* [RECORDS SUPPLIED]:
******************************
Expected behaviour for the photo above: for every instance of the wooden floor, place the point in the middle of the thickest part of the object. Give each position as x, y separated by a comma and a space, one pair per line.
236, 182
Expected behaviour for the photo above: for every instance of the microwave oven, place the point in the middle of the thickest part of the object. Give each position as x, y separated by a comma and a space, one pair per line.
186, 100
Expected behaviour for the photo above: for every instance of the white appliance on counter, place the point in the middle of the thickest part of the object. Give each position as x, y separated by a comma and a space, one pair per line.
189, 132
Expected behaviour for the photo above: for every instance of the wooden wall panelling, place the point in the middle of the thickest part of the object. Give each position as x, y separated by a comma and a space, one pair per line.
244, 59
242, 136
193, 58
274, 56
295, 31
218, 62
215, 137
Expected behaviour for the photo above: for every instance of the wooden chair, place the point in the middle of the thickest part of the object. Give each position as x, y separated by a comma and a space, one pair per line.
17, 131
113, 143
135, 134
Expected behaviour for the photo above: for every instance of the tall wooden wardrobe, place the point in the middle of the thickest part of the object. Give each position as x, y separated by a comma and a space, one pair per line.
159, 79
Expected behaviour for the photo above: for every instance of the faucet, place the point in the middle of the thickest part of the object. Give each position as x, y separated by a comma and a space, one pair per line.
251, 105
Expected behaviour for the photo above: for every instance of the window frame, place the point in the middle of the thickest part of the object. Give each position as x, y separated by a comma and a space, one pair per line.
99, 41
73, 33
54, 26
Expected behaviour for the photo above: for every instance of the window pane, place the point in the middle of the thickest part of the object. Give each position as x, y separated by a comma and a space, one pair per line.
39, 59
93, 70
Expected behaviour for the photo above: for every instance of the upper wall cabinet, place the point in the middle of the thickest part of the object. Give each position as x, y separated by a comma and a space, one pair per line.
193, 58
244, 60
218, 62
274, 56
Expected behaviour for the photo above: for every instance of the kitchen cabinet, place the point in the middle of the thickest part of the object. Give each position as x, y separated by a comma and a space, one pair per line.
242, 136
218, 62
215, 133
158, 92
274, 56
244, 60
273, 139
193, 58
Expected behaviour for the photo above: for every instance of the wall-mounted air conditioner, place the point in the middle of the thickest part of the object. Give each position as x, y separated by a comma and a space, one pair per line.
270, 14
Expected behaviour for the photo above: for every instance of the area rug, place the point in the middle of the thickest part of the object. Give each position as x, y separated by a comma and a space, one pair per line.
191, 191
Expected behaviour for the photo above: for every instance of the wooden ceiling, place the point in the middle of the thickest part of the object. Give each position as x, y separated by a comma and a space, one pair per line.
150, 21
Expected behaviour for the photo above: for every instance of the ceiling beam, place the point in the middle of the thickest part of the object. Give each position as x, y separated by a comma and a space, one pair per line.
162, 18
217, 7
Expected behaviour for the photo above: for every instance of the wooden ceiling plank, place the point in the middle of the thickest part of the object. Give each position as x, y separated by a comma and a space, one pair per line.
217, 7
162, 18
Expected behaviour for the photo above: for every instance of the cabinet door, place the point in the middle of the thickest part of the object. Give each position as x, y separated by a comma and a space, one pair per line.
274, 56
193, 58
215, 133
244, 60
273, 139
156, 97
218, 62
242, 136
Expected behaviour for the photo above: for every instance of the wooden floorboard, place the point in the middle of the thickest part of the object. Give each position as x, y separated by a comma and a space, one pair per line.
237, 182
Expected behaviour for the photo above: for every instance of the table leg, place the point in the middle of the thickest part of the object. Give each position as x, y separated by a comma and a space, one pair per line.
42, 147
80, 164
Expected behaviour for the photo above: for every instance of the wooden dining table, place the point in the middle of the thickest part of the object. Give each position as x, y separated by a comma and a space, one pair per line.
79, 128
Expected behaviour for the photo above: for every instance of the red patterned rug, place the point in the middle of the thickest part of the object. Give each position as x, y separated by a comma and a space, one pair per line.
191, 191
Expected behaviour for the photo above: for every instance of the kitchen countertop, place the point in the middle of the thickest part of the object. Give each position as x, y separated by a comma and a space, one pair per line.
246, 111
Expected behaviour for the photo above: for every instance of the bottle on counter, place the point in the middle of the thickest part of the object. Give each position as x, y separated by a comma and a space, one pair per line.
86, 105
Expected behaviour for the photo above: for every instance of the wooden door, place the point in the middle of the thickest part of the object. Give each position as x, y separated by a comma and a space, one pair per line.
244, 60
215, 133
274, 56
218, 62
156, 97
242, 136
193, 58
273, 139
******************************
* [WRITTEN INSTRUCTION]: Copy every line of the rows above without any change.

* [EXERCISE RESPONSE]:
Expected behaviour for the photo above: for every instance of the wooden floor, place the point in the middle of the thickest part of the object. Give each position as x, y separated by a comma and a space, one pair per line.
236, 182
Expected behaviour for the photo above: for every instance of the microwave oven, place the point in the middle of the thickest part of the object. Give each position as x, y separated by a comma and a space, one pair per line.
186, 100
Expected behaviour for the photo above: for every instance of the white appliance on counter, place the point in the middle of the thickest part of the object. Give each position as x, y separated by a comma and a space, one pair per line.
189, 132
Expected behaviour for the photo above: for every instance of the wooden wall panelling, place the point in the middle of the thickest part of the object. Give each position as x, y separated by a comma and a space, one pair per line.
244, 59
242, 136
193, 58
274, 56
295, 31
218, 62
215, 137
Expected behaviour for the photo above: for every instance of the wooden chair, place the point in the middle of the thickest part of the object. Give each position as x, y separated by a comma and a space, one pair per line.
17, 131
113, 143
135, 134
Expected behaviour for the photo above: for every instance of the tall wooden wardrobe, place the point in the middle of the thickest part of the object. Give each position as x, y separated by a comma and a space, one pair per line.
159, 79
Expected behaviour for the photo above: for every instance of the faucet, place the point in the middle of the thickest part of the object. Give each position as x, y separated by a comma and a space, one pair per line.
251, 105
Expected behaviour for the photo above: for every instance of the window frame, place the point in the middle of the thickest part of the object. Give each position as x, y separated by a comma and a space, one pair per line.
99, 41
73, 33
54, 26
Expected behaviour for the photo above: for every instance of the window pane, place the point in the middle of the thickest part of the object. Give each position as x, y separated by a comma and a space, one pair per line.
39, 59
93, 70
Expected behaviour for the photo above: for every instance of the upper wall cabinet, place the point in the middle of the thickest part of the object. Give each position as x, y separated by a comma and a space, one pair per line.
193, 58
244, 60
218, 62
274, 56
Expected behaviour for the photo above: for every instance of the kitchen cabinet, place the point in the middle of the thickest part of the object. Give each position as x, y separated by a comma and a space, one pair per line.
242, 136
218, 62
215, 133
158, 92
274, 56
244, 60
273, 139
193, 58
Expected behaviour for the photo above: for every instance of the wall-mounted air conditioner, place the point in the middle of the thickest part of the object. Give each position as x, y separated by a comma and a space, one pair per line.
270, 14
Expected behaviour for the photo above: for every instance of the area rug, place the point in the middle of the thickest part of the object. Give each position as x, y separated by a comma and a space, one pair per line.
191, 191
Expected behaviour for the photo above: for every instance of the wooden ceiling, place the point in the middle of the thickest part of the object. Give each position as x, y separated by a comma and a space, one pair per line.
150, 21
Expected behaviour for the photo above: for every instance of the ceiling beam, place the point in the middle of the thickest part of the object. Give each position as x, y separated by a comma and a space, one pair per line.
162, 18
217, 7
Expected behaviour for the photo above: for every instance of the wooden ceiling plank, place the point in the middle of the thickest part of the object. Give each position as x, y separated by a comma and a space, one pair per line.
217, 7
162, 18
Expected behaviour for the photo above: for every instance of the cabinet door, place the point in the middle of the thickest part of the object. Give each position as x, y separated by a comma and a space, one pair per line.
274, 56
193, 58
215, 133
244, 60
273, 139
156, 97
218, 62
242, 136
Expected behaviour for the photo above: for every instance of the wooden floorboard, place the point in the middle of the thickest part of the object. Give each position as x, y separated by a comma and a space, one pair per line.
237, 182
Expected behaviour for the photo above: for every instance of the table leg, place the point in the middle of the thickest part of the object. Give each position as x, y separated by a comma and a space, one pair per line.
42, 147
80, 164
Expected behaviour for the photo above: for every instance of the wooden dining table, place the point in the middle of the thickest part of the object. Give each position as x, y separated by a comma and a space, one pair per line.
79, 128
Expected behaviour for the photo above: for every instance of the red patterned rug, place the point in the middle of the thickest part of the object. Give each position as x, y separated by a comma and a space, one pair per line.
191, 191
Expected behaviour for the photo above: for every instance of the kitchen countertop, place the point in the middle of the thickest part of the object. Give each position as x, y separated by a comma and a space, one pair per line.
246, 111
Expected behaviour for the photo above: for every instance of the bottle on counter, place the point in the middle of the thickest part of the object. Give each position as x, y separated by a comma and a space, one pair per line.
86, 105
Expected behaviour for the photo above: for every instance of the wooden door, place the point in the middle of the thickest part of the object. Give each position as x, y separated by a comma and a space, one pair per line.
244, 60
215, 133
274, 56
218, 62
156, 97
242, 136
193, 58
273, 139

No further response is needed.